- [RECORDS PROVIDED]:
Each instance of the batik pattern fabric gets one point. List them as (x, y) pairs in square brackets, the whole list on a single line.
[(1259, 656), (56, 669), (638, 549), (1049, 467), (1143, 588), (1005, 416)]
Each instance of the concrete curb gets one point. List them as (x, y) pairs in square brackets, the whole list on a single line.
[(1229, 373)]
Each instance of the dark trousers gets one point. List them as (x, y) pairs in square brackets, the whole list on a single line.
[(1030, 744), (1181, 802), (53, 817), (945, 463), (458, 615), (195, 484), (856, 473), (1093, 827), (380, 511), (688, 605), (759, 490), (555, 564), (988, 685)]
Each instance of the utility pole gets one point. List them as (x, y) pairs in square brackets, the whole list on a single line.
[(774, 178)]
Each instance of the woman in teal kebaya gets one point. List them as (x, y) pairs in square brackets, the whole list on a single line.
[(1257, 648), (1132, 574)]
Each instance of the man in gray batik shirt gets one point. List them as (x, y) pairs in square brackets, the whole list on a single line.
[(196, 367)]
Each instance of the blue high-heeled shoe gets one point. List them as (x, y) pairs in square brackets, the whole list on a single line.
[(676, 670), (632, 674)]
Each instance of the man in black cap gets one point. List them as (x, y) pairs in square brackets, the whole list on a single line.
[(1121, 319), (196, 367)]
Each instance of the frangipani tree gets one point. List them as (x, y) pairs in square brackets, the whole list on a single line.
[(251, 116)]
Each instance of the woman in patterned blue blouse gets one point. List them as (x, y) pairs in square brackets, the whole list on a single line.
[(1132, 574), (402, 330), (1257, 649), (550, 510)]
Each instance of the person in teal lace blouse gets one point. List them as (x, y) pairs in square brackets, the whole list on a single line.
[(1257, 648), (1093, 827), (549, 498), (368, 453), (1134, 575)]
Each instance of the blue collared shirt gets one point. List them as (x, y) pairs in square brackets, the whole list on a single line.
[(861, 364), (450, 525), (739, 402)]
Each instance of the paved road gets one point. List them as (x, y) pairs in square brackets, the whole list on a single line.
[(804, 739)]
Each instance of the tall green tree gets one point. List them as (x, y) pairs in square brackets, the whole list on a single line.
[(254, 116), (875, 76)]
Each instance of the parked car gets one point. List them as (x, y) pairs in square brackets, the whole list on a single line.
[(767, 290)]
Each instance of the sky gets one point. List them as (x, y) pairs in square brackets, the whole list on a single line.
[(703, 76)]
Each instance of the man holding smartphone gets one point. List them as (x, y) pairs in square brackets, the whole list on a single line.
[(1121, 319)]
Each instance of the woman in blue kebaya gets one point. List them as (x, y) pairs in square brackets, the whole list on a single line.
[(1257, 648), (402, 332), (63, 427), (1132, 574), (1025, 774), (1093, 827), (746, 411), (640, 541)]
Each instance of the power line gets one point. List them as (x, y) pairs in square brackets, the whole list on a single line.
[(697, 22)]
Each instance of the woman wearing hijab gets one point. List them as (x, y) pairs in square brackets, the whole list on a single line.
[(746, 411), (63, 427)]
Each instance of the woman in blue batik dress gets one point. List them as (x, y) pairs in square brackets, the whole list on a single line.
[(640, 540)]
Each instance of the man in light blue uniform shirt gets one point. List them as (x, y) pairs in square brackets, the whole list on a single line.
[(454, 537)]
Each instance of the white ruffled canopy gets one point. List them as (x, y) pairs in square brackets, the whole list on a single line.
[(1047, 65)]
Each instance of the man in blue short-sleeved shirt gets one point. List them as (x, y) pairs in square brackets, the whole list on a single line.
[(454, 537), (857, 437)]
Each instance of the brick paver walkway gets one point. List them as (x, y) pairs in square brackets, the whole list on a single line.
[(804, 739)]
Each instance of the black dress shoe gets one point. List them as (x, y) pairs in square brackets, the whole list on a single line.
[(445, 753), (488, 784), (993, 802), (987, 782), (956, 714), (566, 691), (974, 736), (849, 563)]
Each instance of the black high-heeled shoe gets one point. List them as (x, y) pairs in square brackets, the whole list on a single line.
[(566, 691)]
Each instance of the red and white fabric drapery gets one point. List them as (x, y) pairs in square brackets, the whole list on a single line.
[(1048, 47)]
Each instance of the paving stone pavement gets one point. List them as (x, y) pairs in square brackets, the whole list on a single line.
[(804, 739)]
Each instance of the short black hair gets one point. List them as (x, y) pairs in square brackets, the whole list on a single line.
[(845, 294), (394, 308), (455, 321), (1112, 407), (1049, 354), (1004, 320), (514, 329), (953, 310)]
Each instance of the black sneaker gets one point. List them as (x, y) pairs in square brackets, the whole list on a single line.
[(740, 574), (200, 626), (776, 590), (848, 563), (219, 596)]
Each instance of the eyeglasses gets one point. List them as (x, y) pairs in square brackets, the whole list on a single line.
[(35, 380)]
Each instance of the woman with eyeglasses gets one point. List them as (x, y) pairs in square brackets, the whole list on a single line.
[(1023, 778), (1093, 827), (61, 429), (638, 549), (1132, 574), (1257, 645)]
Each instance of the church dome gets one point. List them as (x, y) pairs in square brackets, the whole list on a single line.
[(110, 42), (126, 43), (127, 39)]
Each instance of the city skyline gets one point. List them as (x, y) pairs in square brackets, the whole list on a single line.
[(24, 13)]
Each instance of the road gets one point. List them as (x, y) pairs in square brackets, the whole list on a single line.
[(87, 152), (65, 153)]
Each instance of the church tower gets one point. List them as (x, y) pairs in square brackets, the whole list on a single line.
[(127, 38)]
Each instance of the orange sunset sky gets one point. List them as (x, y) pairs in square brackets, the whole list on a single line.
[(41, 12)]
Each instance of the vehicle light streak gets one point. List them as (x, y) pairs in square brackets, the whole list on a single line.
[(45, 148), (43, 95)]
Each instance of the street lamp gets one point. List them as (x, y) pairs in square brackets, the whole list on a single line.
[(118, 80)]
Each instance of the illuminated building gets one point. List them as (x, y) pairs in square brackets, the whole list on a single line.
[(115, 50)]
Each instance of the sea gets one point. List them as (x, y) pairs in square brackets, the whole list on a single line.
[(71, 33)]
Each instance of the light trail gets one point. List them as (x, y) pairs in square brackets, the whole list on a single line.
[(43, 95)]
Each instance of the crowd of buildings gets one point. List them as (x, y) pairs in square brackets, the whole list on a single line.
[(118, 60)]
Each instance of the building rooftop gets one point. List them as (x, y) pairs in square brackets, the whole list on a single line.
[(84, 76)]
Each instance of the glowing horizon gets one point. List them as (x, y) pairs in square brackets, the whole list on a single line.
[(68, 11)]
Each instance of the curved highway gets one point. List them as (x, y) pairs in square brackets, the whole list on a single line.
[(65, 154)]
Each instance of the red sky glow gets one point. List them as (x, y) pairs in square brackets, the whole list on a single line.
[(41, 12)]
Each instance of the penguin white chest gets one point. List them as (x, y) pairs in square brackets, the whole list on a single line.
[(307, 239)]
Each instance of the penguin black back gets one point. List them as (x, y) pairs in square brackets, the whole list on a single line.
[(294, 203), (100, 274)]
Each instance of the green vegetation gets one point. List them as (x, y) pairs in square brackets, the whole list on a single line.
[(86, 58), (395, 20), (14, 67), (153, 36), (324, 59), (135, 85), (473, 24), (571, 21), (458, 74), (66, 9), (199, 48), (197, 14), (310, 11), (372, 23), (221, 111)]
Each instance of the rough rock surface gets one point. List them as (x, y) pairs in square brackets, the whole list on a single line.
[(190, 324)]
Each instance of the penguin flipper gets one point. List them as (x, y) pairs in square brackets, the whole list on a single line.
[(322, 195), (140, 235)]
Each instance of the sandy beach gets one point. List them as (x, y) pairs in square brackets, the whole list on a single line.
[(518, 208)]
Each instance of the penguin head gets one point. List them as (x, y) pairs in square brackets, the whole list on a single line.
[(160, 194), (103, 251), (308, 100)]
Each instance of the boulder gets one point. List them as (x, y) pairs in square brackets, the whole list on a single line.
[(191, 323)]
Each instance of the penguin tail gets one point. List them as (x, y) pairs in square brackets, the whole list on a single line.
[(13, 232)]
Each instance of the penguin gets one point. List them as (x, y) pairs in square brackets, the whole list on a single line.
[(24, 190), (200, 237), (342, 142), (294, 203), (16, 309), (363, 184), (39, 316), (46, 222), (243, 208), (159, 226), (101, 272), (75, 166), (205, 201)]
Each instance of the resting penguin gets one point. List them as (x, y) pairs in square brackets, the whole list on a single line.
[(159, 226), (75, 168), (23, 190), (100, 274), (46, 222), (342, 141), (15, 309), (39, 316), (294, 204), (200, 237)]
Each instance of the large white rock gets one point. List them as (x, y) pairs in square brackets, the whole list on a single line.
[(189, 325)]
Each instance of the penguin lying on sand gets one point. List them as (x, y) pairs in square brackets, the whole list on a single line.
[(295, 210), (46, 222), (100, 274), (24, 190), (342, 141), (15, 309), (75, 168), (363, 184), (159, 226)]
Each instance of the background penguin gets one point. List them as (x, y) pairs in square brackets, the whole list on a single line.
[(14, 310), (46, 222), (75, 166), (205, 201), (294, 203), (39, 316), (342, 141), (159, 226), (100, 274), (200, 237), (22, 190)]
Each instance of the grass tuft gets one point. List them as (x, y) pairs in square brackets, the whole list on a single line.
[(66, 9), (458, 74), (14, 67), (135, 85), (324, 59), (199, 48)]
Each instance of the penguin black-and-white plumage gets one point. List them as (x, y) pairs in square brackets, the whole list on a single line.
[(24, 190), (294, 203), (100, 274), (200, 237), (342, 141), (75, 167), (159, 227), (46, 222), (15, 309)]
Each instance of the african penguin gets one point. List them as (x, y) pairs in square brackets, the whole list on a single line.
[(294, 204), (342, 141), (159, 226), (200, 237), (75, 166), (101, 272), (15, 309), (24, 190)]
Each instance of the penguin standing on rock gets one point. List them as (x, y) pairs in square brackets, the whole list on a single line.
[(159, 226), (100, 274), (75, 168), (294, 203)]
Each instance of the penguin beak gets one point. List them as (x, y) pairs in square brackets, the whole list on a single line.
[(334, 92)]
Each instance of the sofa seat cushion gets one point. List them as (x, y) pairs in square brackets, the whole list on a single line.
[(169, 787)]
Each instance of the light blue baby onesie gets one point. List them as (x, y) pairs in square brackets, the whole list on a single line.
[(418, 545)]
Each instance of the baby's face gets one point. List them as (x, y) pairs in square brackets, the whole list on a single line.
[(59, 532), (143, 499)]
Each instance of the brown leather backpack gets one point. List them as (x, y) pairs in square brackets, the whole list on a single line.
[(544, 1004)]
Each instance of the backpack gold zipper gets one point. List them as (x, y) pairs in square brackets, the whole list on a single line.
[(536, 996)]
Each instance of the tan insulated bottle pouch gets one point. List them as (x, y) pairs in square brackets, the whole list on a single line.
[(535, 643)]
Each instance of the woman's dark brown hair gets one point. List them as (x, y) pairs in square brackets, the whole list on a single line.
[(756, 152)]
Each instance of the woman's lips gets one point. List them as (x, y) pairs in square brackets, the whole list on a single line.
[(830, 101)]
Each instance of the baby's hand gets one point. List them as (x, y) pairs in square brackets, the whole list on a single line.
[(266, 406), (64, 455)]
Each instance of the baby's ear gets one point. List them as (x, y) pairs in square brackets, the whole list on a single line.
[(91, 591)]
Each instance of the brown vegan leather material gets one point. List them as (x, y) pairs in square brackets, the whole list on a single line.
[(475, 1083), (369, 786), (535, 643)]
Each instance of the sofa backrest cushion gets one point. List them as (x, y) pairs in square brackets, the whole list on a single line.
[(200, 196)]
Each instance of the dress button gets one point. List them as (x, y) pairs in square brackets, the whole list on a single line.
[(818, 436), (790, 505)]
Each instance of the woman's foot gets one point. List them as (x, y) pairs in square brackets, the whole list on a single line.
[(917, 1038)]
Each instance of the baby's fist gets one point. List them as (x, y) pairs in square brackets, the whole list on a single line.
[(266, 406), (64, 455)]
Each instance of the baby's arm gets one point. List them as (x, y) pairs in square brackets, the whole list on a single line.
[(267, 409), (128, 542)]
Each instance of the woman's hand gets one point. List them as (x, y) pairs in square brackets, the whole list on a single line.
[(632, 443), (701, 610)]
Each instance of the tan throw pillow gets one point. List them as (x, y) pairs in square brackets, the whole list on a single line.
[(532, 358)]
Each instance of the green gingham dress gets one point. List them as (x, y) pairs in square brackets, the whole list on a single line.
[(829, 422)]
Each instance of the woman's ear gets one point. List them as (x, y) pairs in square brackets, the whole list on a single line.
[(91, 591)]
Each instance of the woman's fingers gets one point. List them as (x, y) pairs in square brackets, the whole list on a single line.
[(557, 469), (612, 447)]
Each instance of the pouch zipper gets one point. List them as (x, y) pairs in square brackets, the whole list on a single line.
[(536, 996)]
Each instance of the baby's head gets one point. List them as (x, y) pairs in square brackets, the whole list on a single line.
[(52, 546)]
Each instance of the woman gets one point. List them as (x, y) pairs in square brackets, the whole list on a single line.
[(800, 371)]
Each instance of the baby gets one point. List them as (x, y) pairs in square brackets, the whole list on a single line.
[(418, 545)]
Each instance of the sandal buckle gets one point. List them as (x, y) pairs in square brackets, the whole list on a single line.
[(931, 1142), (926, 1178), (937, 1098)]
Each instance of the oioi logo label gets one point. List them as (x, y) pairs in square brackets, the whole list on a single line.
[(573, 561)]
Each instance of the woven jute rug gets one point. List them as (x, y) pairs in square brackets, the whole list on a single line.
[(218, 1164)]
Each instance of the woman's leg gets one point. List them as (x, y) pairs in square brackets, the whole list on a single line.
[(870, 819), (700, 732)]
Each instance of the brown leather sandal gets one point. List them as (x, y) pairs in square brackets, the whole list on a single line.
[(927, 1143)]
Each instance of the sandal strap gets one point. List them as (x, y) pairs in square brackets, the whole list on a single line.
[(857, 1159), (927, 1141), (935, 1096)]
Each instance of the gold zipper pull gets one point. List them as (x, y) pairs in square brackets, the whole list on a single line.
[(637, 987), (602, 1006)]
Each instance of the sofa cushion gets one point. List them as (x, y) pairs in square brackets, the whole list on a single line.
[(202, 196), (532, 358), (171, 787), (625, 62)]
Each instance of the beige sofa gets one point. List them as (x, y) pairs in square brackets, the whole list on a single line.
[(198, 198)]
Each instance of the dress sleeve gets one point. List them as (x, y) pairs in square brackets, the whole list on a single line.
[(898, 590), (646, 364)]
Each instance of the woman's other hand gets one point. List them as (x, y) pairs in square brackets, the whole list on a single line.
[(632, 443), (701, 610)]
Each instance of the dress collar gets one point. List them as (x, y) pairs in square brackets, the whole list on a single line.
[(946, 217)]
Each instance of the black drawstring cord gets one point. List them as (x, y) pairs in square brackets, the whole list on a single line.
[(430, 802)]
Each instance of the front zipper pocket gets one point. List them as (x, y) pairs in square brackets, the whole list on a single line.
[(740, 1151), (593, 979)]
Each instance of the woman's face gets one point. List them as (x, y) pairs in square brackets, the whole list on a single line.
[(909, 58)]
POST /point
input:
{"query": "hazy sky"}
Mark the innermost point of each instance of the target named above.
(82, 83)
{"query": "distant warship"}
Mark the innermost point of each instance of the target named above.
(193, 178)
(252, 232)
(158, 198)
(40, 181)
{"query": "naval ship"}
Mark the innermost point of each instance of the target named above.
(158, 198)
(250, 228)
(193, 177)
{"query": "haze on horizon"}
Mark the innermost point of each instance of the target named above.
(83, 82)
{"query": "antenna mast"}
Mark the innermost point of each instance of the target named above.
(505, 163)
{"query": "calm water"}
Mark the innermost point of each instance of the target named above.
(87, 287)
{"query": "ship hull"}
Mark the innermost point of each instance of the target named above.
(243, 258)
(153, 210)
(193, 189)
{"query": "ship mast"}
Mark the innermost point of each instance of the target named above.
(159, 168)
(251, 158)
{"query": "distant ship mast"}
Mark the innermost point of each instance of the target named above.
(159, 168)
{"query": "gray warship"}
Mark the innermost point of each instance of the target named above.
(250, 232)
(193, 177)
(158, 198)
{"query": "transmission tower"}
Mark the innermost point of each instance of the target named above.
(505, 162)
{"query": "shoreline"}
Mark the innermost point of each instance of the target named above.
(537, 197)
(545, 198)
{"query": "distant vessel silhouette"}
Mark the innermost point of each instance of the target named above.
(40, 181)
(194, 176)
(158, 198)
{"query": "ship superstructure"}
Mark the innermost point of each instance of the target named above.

- [TASK TO COMPLETE]:
A bare number is the whole answer: how many lines in the entries contain "warship"?

- [RESULT]:
2